DEINE AUFGABE. Ermittle, wie viele Zeilen der folgenden Datensätze die Zeichenfolge „sign“ enthalten, wobei Groß- und Kleinschreibung zu beachten ist. Gib nur die Zahl aus.

□ □ □

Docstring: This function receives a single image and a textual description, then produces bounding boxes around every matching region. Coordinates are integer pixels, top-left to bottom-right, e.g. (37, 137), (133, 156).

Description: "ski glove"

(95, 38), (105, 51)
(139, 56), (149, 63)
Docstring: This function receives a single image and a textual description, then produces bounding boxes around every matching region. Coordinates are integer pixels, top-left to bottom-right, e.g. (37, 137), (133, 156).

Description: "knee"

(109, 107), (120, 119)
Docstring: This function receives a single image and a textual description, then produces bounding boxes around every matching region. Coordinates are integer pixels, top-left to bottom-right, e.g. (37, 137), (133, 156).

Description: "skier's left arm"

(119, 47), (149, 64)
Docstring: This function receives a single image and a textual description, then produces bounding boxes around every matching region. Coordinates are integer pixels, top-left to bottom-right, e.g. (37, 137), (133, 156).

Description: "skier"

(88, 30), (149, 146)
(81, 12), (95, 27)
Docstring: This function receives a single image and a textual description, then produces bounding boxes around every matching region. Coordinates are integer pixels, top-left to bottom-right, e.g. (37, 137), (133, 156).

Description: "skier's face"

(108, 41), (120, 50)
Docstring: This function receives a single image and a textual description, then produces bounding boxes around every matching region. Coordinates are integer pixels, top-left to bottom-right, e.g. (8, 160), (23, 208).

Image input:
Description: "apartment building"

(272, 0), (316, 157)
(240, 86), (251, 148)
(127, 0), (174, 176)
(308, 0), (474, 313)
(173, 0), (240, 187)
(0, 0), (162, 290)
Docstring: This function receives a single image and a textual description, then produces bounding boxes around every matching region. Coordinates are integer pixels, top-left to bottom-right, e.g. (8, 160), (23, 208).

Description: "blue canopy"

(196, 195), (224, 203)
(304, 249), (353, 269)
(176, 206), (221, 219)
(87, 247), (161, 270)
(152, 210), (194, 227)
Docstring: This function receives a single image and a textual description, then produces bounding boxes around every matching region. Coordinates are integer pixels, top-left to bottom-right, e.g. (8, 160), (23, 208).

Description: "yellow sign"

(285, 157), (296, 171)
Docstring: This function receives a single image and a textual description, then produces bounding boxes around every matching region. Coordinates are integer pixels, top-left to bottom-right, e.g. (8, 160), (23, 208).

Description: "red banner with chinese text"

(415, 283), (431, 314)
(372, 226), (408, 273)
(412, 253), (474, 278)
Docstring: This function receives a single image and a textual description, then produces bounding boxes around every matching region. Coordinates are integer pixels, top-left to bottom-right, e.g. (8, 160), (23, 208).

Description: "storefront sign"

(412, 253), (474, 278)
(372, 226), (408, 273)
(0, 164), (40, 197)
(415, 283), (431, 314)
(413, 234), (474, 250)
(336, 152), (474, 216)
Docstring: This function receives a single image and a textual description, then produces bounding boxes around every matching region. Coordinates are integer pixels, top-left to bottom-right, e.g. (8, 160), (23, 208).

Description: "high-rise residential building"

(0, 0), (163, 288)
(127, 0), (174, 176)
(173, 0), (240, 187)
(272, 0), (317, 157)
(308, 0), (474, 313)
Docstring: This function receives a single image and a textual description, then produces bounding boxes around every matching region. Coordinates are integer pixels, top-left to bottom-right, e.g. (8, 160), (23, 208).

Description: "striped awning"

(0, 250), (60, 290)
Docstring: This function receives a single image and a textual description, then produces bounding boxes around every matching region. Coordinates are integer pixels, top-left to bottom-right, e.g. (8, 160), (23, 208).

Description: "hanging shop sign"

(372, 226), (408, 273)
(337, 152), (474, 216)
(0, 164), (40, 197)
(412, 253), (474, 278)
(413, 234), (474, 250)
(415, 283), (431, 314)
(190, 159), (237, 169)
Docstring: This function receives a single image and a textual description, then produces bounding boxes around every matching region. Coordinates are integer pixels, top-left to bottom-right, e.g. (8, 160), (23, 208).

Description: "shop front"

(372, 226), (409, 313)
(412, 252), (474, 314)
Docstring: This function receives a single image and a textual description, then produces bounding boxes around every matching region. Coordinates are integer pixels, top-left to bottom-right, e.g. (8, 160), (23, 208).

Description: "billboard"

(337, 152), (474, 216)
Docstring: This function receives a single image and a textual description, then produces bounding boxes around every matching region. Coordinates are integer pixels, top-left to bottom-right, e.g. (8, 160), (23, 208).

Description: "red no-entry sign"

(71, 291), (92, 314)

□ □ □

AUSGABE. 4